Listed records
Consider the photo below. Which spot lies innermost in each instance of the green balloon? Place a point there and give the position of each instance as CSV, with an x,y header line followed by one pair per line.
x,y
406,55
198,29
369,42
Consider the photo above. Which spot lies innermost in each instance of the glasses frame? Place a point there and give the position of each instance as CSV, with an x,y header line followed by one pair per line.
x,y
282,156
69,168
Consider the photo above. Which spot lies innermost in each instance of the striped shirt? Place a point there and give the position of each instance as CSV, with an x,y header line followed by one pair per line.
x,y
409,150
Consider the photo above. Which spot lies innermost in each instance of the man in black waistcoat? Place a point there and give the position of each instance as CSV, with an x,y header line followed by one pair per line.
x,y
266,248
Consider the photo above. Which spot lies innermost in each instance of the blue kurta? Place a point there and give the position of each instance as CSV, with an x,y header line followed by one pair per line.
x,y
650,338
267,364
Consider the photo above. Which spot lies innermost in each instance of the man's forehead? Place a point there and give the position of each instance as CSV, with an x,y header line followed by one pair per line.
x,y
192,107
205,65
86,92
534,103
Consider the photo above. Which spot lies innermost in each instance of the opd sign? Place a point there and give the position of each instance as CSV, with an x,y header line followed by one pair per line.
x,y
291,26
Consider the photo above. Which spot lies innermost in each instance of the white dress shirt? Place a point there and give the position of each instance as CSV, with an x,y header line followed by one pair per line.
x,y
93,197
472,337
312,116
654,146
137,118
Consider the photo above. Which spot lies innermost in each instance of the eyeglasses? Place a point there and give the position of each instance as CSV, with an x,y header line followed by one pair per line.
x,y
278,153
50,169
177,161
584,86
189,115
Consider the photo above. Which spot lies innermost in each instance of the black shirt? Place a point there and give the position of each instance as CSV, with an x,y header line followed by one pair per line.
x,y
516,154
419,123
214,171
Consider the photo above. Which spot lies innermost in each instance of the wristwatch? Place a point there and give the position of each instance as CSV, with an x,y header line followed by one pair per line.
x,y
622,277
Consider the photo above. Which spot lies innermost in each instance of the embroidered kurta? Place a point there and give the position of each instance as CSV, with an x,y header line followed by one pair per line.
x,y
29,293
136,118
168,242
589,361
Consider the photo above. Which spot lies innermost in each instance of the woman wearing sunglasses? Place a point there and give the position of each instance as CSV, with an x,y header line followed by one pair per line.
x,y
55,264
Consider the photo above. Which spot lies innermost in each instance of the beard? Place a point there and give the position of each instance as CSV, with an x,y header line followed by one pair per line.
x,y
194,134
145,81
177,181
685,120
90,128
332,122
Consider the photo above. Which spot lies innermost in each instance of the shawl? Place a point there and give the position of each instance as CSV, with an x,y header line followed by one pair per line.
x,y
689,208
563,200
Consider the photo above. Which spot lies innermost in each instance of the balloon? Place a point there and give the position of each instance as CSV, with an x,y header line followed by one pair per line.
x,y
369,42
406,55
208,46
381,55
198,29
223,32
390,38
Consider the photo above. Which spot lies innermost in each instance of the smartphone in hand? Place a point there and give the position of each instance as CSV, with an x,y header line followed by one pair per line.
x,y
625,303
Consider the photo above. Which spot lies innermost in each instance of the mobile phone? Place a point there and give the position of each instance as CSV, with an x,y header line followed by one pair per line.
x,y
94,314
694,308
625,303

Exercise brief
Using the listing above, print the line containing "of the balloon?" and every line after it exactly, up to and including the last.

Final answer
Consider the photo above. Which spot lies innermost in each instance of the balloon? Place a point there and give the position of each instance as CSV, with an x,y header line followed by one pair per line.
x,y
369,42
406,55
208,46
381,55
198,29
223,32
390,38
Consider the photo above. Which spot lies innermost in each instance of the smartphone in hand? Place a point there and give the position of each instance as CSV, with an x,y header line followed by one pair per line.
x,y
625,303
Consider the photo above. Which spot lies innermost in each instance of the mobile phone? Place a point there and give the position of each instance as CSV, with an x,y header line followed by one pair per line.
x,y
94,314
694,308
625,303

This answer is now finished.